> **Excerpt provided**:
■ ■ ■ ■ ■ ■ ■

Loch-Wilkinson's 2013–2014 team included three brake-women: Jana Pittman, Ebony Gorincu, and Janina Strauts. Loch-Wilkinson competed in a total of 11 races – 3 in the North America Cup and 8 in the World Cup – in addition to the 2014 Winter Olympics.

====2013-2014 North America Cup====
On 21 November Loch-Wilkinson and brake-woman Pittman ranked 6th with a time of 1:42.44 at Park City, Utah. On 22 November at the same track, Loch-Wilkinson and brake-woman Gorincu placed 9th with a time of 1:41.42. On 23 November still on the same track, Loch-Wilkinson and brake-woman Pittman placed 4th with a time of 1:40.23.

■ ■ ■ ■ ■ ■ ■

> **Study material**:

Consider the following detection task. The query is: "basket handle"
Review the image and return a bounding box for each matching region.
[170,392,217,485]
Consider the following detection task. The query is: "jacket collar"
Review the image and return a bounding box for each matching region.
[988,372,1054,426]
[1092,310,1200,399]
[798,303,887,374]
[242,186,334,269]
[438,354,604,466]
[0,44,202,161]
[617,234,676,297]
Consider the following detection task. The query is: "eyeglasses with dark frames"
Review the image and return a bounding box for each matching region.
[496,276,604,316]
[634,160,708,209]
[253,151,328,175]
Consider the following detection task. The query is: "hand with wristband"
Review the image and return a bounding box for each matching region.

■ ■ ■ ■ ■ ■ ■

> **Instructions to follow**: Update the passage on Loch-Wilkinson's 2013–2014 season from "Loch-Wilkinson's 2013–2014 team" to "2014 Winter Olympics.", replacing "races" with "events".

> **Expected answer**:
Loch-Wilkinson's 2013–2014 team included three brake-women: Jana Pittman, Ebony Gorincu, and Janina Strauts. Loch-Wilkinson competed in a total of 11 events – 3 in the North America Cup and 8 in the World Cup – in addition to the 2014 Winter Olympics.